(Beginning of EXERCISE INPUTS)

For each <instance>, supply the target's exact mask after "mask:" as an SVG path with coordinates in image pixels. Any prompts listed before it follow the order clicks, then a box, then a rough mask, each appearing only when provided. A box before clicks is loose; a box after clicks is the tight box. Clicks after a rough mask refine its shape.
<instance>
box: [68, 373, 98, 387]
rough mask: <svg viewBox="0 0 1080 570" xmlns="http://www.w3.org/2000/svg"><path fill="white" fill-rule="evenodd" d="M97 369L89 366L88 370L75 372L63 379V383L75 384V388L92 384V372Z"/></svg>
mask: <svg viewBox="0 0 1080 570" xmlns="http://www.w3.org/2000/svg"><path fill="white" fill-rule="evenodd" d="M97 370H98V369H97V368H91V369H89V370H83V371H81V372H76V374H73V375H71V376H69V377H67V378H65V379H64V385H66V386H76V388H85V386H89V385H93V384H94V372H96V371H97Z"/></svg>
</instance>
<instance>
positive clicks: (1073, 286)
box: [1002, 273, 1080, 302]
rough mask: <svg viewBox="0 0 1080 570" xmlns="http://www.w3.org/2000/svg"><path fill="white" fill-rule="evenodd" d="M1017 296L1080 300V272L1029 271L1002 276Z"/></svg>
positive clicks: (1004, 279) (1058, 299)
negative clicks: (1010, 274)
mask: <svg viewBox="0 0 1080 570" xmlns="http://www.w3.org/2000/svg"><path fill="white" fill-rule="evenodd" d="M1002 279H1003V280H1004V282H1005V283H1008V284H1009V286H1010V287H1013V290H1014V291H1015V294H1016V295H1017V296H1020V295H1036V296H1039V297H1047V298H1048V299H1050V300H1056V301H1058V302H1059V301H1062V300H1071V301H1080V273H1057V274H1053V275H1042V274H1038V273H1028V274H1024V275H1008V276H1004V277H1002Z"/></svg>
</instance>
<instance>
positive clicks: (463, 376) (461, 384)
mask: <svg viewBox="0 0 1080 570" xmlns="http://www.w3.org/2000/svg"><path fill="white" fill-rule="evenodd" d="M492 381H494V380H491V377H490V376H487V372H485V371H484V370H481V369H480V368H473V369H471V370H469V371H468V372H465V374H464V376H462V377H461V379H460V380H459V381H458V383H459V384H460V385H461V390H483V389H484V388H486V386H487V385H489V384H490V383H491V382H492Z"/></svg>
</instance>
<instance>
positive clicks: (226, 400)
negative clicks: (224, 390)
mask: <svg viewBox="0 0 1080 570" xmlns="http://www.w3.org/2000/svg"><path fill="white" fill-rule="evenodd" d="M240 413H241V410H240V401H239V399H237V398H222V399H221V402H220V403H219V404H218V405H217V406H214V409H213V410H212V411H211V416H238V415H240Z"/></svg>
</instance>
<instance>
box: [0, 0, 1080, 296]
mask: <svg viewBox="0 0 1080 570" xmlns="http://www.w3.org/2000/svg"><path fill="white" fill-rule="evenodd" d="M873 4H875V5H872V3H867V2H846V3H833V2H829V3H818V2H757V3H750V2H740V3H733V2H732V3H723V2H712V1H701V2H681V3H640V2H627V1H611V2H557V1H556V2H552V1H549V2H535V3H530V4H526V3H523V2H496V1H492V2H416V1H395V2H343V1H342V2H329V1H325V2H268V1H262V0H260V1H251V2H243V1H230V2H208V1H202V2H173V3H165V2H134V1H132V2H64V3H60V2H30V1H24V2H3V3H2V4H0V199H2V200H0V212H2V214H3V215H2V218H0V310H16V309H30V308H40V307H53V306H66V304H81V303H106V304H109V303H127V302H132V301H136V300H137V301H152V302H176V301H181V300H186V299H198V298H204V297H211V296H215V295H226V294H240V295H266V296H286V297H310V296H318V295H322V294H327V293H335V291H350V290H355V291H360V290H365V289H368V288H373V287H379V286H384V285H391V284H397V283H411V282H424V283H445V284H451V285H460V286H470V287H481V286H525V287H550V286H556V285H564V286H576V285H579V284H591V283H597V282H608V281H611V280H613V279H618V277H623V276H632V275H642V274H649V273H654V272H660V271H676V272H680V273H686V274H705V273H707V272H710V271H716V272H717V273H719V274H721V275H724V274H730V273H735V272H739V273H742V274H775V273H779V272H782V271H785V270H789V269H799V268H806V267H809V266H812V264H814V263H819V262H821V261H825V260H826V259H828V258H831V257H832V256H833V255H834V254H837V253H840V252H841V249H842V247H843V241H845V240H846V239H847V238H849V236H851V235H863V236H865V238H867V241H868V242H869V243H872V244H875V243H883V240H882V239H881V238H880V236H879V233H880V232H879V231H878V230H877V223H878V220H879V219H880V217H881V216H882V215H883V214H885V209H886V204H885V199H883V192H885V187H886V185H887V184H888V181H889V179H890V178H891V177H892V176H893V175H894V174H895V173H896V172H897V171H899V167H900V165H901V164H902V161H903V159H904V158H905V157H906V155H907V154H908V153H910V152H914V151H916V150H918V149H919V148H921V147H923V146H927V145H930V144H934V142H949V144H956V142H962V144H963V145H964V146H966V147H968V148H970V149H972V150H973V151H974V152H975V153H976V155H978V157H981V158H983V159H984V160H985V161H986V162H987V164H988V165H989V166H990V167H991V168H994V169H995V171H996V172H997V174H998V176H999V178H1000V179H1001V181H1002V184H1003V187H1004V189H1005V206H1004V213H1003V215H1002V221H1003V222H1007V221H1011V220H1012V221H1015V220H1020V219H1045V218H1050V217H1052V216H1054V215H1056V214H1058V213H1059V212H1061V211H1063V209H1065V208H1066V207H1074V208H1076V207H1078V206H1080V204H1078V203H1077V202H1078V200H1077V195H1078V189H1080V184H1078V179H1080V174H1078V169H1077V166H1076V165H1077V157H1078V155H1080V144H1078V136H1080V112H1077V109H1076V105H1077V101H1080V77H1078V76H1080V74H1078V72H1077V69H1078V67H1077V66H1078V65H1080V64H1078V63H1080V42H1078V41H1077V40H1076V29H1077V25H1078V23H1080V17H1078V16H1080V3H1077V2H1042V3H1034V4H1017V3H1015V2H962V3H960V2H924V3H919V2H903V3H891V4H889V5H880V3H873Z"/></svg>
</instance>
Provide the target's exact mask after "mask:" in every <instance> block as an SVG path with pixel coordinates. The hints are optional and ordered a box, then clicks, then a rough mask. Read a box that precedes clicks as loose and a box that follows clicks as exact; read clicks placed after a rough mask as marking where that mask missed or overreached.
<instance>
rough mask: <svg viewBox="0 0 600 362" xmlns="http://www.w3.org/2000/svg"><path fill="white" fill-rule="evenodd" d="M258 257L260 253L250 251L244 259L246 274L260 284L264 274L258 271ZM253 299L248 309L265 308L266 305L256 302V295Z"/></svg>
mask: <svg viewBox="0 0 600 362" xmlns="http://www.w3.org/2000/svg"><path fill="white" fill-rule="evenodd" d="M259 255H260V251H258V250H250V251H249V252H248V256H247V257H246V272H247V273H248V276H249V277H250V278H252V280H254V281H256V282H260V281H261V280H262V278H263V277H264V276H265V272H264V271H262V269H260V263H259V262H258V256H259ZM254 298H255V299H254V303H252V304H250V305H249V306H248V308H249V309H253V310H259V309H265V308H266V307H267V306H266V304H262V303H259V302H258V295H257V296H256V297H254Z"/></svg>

(End of EXERCISE INPUTS)

Start at the first line of the entries and stop at the line that contains "box: [68, 373, 98, 387]". Repeat every line in that span exactly, and nothing beyond it.

* **YOUR SOLUTION**
For each <instance>, supply the target's exact mask after "mask:" as an SVG path with coordinates in image pixels. Any prompts listed before it follow the order clicks, then a box, then a rough mask, each appearing only when provided. A box before clicks is loose; a box after clicks is the tight box. Clicks after a rough mask refine its shape.
<instance>
box: [68, 373, 98, 387]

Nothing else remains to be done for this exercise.